§ Selected extract
--------
For his next trick, he brought a dandelion to the fire. For years, we have blown the dandelion seeds into the air and made a wish. On this occasion, he wondered whether 'the fairies' (the dandelion seeds) should be blown into the fire. The little girl shouted 'No!' ... and luckily for him - having already determinedly blown the seeds - the 'fairies' floated up and away from their scorched death potential at the hands of our Hero.
His coup-d'Etat, was to pick up a reasonably sizeable branch and start to beat it against the burning wood. Sparks flew into the sky ... "fireworks" ... "fairies" ... yet more beating ... until the fire started to die - beaten into submission against the concrete slab on which it had joyfully crackled.
My little apprentice was perplexed. Where had her Birthday Candle Twigs gone? Why was it suddenly so cold. And dark.
--------
§ Work instruction A
Pull out every line of the records below that contains the string "loose".
--------
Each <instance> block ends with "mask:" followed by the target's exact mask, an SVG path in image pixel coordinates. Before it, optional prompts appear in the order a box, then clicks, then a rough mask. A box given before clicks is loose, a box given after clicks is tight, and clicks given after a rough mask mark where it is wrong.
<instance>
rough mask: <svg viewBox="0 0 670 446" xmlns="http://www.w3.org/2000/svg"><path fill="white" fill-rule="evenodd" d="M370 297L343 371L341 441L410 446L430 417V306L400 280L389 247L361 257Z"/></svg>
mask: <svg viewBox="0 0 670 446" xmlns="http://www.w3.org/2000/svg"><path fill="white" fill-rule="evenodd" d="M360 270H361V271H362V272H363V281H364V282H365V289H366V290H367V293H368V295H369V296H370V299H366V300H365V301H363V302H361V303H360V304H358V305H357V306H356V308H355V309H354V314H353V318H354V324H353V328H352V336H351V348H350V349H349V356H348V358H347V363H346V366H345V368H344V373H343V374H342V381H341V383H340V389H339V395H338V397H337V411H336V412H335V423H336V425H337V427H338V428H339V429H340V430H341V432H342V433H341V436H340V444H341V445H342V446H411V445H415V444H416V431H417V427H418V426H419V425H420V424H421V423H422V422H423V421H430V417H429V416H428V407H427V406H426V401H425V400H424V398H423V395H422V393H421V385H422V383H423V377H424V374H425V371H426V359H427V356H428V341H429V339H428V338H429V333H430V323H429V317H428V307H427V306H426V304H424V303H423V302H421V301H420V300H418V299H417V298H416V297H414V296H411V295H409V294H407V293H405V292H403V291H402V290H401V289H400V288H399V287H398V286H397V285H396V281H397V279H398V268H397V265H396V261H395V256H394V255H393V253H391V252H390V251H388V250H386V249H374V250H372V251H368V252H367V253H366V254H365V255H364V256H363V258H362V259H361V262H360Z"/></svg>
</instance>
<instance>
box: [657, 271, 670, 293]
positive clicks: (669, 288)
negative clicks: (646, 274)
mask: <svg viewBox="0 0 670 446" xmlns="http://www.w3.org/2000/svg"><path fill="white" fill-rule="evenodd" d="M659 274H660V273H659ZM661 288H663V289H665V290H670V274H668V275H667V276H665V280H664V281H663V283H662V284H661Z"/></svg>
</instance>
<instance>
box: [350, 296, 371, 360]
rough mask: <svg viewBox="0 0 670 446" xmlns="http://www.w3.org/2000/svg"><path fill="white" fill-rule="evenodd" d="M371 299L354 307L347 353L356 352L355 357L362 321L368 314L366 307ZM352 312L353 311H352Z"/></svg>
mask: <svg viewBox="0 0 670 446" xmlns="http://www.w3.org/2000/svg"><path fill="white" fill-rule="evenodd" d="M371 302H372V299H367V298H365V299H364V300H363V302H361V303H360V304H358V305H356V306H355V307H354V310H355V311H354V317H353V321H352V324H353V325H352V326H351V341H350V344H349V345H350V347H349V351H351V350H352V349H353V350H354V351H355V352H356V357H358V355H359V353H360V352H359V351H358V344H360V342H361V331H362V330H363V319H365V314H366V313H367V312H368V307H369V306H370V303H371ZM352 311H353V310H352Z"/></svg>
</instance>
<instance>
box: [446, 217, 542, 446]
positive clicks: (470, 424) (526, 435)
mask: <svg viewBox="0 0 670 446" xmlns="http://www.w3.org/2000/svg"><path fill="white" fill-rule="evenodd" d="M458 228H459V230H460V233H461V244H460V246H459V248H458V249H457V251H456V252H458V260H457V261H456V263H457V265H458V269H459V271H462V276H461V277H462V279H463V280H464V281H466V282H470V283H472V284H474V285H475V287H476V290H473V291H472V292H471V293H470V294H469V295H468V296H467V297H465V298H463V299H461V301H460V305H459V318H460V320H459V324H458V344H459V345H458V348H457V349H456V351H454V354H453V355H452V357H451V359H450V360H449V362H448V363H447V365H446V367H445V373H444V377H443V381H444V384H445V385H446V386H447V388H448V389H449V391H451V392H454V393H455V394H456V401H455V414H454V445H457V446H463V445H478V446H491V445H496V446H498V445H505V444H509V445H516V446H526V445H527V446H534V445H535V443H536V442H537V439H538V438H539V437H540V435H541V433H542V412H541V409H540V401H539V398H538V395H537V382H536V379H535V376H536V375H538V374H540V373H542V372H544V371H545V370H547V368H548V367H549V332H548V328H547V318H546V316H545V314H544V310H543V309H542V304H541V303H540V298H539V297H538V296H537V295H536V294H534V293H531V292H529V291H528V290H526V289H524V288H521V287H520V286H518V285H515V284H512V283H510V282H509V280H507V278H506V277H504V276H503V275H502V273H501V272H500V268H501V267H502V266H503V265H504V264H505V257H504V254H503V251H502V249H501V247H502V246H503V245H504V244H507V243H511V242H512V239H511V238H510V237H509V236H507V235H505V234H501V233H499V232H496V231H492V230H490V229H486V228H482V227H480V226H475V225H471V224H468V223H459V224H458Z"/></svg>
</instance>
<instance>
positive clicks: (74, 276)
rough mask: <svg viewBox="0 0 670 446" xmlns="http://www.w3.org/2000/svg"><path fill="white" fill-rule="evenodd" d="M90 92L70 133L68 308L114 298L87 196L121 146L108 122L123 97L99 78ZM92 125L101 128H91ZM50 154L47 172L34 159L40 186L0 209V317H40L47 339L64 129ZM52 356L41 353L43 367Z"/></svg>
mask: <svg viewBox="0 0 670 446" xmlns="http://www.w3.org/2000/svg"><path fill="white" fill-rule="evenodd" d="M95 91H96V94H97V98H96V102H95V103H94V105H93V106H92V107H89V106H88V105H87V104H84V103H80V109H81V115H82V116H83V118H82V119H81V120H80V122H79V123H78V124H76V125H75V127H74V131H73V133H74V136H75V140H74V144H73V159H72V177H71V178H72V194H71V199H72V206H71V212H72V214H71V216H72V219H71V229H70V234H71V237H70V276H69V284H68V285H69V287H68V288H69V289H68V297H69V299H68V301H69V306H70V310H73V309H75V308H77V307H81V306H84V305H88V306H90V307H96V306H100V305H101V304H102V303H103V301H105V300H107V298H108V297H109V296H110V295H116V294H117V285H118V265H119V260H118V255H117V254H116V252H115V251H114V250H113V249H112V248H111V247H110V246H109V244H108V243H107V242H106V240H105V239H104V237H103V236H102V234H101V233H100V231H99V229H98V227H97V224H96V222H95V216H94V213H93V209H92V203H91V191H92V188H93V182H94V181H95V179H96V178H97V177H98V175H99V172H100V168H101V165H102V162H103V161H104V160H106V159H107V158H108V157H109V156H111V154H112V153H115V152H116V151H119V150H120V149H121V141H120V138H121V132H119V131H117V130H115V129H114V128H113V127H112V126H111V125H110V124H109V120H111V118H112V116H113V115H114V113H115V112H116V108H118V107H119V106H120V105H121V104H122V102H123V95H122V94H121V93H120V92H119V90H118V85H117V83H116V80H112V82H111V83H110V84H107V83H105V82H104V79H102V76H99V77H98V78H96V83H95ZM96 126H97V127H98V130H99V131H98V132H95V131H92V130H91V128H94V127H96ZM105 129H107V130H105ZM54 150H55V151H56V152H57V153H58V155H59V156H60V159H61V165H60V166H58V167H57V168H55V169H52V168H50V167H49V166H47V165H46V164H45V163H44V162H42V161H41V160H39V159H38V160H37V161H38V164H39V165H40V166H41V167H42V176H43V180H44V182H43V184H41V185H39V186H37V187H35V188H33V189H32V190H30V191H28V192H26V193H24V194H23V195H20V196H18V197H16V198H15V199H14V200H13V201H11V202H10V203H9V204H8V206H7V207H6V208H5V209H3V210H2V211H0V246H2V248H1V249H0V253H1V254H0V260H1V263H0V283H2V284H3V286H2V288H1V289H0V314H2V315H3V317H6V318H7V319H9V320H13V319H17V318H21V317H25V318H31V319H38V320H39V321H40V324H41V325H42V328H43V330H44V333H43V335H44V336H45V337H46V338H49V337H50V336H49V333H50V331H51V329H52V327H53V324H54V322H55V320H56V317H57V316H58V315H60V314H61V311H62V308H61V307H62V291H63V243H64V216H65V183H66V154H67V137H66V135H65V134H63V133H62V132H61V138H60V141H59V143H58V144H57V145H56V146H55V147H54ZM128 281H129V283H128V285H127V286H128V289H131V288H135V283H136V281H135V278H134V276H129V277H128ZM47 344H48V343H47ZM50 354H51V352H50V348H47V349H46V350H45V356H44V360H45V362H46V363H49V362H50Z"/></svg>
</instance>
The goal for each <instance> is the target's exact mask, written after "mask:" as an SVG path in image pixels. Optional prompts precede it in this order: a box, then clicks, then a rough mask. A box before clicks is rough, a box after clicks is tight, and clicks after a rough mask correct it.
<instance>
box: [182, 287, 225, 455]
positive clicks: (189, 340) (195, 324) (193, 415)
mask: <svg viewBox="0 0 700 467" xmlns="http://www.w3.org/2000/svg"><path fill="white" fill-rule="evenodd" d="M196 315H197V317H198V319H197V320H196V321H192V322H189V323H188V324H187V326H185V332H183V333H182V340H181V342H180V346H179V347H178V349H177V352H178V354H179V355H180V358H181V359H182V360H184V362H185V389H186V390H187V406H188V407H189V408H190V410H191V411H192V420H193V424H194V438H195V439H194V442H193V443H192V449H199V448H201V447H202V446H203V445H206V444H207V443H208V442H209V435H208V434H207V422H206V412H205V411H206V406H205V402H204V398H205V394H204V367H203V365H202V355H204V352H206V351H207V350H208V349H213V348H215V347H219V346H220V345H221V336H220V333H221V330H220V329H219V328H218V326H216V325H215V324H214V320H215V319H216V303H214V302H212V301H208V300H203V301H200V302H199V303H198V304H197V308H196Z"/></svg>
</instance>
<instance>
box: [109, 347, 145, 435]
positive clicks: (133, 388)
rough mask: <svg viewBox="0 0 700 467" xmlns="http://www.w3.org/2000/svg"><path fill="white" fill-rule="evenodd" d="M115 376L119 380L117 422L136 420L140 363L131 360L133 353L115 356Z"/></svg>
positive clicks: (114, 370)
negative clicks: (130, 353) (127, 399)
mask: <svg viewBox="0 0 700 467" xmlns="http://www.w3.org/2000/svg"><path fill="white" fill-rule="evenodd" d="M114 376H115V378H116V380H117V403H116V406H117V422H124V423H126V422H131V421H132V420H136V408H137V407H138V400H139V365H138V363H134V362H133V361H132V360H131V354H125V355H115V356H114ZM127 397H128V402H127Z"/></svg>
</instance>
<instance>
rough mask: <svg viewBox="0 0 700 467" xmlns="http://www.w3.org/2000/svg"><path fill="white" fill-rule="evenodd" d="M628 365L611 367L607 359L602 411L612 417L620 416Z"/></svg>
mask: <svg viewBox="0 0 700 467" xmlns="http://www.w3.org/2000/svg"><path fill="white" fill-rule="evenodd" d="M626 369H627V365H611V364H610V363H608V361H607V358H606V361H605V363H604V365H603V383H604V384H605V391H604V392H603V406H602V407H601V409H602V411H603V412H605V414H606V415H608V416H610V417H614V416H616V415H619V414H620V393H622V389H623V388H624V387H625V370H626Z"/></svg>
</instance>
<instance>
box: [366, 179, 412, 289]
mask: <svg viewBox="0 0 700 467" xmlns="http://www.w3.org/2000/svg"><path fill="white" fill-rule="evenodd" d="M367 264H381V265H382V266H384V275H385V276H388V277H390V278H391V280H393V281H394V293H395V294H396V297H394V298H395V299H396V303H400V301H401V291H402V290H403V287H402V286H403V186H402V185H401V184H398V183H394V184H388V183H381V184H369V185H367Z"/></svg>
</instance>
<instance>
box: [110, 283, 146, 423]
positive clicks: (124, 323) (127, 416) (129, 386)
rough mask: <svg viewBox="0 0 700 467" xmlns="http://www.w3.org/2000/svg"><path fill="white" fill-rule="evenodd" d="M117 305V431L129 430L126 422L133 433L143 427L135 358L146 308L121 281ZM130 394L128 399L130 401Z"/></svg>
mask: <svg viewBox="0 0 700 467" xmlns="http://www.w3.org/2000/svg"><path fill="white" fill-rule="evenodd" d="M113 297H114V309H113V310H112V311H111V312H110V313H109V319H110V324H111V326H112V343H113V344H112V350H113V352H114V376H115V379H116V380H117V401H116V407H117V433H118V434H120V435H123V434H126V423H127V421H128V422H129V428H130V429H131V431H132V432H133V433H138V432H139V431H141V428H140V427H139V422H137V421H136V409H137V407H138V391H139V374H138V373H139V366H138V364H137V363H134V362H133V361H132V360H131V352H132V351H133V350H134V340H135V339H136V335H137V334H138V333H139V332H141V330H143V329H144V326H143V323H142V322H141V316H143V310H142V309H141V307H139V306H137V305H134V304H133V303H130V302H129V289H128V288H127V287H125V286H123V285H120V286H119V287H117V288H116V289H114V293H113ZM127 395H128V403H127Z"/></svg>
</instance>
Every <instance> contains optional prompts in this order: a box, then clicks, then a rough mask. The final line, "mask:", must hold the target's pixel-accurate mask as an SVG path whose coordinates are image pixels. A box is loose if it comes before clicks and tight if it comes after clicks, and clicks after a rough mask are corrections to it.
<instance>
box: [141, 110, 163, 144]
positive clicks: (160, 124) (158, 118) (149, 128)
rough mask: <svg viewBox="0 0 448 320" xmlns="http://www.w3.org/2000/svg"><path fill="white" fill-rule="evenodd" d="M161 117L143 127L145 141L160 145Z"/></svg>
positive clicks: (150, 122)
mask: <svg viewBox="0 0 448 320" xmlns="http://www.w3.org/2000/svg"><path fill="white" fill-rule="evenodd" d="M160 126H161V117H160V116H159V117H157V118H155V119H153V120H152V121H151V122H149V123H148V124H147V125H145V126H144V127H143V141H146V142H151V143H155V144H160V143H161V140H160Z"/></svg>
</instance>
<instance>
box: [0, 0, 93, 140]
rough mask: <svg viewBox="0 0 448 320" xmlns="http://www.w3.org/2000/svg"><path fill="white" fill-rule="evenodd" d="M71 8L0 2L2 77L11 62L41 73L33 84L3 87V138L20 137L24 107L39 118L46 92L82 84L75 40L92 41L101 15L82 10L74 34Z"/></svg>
--------
§ Work instruction B
Write the next part of the account of the campfire and the dandelion seeds, picking up after its final sentence.

§ Final answer A
Each <instance> block ends with "mask:" followed by the target's exact mask, an SVG path in image pixel coordinates. Before it, optional prompts appear in the order a box, then clicks, then a rough mask. A box given before clicks is loose, a box given after clicks is tight, and clicks given after a rough mask mark where it is wrong.
Every <instance> contains optional prompts in this order: a box, then clicks, then a rough mask. The final line, "mask:", must hold the target's pixel-accurate mask as an SVG path whose coordinates are image pixels. A box is loose if it comes before clicks and tight if it comes after clicks, and clicks after a rough mask are corrections to it.

§ Final answer B
Alpha Male then went about rebuilding the fire ... prodding, poking and fanning the tiny flames. He grabbed all of the wood I had collected and put it onto the fire ... fanning the flames with an increasing air of desperation. The little girl kept asking him why he had made our fire go out ... and as he fussed about with this stick and that, she encouraged him to leave it alone in case it went out again. But I had ensured a bed of hot, glowing embers - so his endeavour would never have failed. And as the fire began to crackle and hiss once again, he decided it was time for them to go.
Fires connect us to another part of ourselves. In some, it is to nurture ... listen ... see ... understand. In some, it is conquest and control. In others it is to use the wondrous power of a fire to divide and destroy. To eliminate.
And by the side of every new fire, perhaps somehow we begin something. Again.